Start DOCUMENT

Southern Efficiency, which opened on December 21, 2013, was a Southern food and whiskey bar specializing in the breadth of Southern whiskey and off-the-beaten-path Southern recipes. The spirits menu is curated by bar manager JP Fetherston, Derek Brown's protégé, with a small but eclectic group of whiskies including traditional Bourbons and whiskey from craft distillers. JP, former head of research and development at Columbia Room, has also created a whiskey-focused cocktail menu that includes classic cocktails and cocktails in jars and on tap, such as his own Smoked Cola & White Whiskey.

End DOCUMENT
Start PROVIDED RECORDS

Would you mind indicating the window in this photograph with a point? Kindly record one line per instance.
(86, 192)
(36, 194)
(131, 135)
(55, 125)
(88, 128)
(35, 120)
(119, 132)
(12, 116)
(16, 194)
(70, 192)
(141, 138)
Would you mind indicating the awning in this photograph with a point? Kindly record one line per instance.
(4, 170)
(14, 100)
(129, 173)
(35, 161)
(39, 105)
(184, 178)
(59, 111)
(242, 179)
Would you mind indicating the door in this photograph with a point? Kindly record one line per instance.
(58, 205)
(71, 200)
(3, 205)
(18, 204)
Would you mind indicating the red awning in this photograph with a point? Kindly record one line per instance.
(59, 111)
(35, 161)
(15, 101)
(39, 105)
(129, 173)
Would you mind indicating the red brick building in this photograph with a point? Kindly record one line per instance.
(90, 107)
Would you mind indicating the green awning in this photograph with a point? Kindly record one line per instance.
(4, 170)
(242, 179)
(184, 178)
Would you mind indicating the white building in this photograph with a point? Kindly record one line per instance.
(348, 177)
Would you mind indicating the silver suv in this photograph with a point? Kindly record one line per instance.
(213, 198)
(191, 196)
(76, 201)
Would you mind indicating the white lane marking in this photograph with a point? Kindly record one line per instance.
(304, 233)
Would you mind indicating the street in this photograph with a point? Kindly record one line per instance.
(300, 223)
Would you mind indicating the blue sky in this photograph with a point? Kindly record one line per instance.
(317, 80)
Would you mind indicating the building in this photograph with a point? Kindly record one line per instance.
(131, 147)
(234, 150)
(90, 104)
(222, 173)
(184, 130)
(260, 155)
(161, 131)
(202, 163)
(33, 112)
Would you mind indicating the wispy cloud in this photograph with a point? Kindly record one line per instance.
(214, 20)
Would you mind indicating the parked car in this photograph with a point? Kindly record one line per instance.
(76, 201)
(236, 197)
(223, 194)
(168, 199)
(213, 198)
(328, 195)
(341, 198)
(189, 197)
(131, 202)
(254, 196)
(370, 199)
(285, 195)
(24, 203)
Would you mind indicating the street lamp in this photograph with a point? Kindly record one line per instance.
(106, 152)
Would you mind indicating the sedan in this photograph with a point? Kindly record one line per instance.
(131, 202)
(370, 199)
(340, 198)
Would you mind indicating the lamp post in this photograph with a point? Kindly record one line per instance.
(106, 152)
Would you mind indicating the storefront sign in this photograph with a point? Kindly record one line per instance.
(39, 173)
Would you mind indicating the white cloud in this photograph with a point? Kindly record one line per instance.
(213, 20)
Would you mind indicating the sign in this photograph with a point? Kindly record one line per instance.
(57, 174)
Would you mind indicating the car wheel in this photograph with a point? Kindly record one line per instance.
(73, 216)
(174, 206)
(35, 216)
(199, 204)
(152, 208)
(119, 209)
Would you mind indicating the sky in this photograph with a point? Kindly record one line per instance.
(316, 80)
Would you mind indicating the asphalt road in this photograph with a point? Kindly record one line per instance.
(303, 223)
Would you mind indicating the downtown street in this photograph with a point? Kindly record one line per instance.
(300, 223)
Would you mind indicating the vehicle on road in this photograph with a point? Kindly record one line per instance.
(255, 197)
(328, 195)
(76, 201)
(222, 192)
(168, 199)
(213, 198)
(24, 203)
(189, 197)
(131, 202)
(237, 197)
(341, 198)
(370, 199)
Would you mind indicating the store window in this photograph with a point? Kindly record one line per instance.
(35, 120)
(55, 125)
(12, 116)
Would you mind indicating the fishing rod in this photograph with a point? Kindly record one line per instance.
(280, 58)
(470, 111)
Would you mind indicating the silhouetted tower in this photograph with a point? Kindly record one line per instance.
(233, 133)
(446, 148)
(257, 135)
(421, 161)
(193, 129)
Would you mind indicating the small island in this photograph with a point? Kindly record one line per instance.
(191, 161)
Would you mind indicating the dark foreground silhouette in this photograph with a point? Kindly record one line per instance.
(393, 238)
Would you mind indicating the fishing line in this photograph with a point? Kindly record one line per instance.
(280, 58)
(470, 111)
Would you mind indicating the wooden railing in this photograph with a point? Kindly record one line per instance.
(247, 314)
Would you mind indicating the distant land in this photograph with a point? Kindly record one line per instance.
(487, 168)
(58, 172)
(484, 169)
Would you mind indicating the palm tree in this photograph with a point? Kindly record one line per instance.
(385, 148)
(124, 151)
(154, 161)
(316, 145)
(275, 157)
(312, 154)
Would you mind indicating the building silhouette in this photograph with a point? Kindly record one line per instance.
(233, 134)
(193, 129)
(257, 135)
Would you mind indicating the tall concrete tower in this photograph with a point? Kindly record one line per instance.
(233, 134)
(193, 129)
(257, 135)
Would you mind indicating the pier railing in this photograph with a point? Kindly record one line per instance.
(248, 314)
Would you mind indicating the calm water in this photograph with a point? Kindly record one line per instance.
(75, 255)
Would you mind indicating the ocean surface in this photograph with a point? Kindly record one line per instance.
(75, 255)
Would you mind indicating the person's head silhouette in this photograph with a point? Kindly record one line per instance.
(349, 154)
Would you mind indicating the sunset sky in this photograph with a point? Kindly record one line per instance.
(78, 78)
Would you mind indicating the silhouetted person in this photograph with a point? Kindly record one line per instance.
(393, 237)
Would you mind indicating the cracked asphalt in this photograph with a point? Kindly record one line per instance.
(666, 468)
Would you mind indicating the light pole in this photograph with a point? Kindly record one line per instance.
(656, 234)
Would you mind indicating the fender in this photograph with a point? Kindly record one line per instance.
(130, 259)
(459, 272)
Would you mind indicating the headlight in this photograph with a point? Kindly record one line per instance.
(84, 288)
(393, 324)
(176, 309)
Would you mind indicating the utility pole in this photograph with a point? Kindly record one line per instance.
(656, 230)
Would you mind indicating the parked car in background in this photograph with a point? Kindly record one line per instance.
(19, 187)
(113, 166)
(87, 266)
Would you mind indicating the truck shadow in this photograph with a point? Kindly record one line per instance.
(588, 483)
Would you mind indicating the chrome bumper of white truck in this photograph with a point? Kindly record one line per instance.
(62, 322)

End PROVIDED RECORDS

SET OF TASKS>
**1)** In the text on Southern Efficiency, who curates the spirits menu, and how is that person connected to Derek Brown?
**2)** Reproduce the passage of the Southern Efficiency text starting with "Southern Efficiency, which" and going on through "Cola & White Whiskey.".

CORRECT ANSWERS>
**1)** Bar manager JP Fetherston curates the spirits menu. He is Derek Brown's protégé.

**2)**
Southern Efficiency, which opened on December 21, 2013, was a Southern food and whiskey bar specializing in the breadth of Southern whiskey and off-the-beaten-path Southern recipes. The spirits menu is curated by bar manager JP Fetherston, Derek Brown's protégé, with a small but eclectic group of whiskies including traditional Bourbons and whiskey from craft distillers. JP, former head of research and development at Columbia Room, has also created a whiskey-focused cocktail menu that includes classic cocktails and cocktails in jars and on tap, such as his own Smoked Cola & White Whiskey.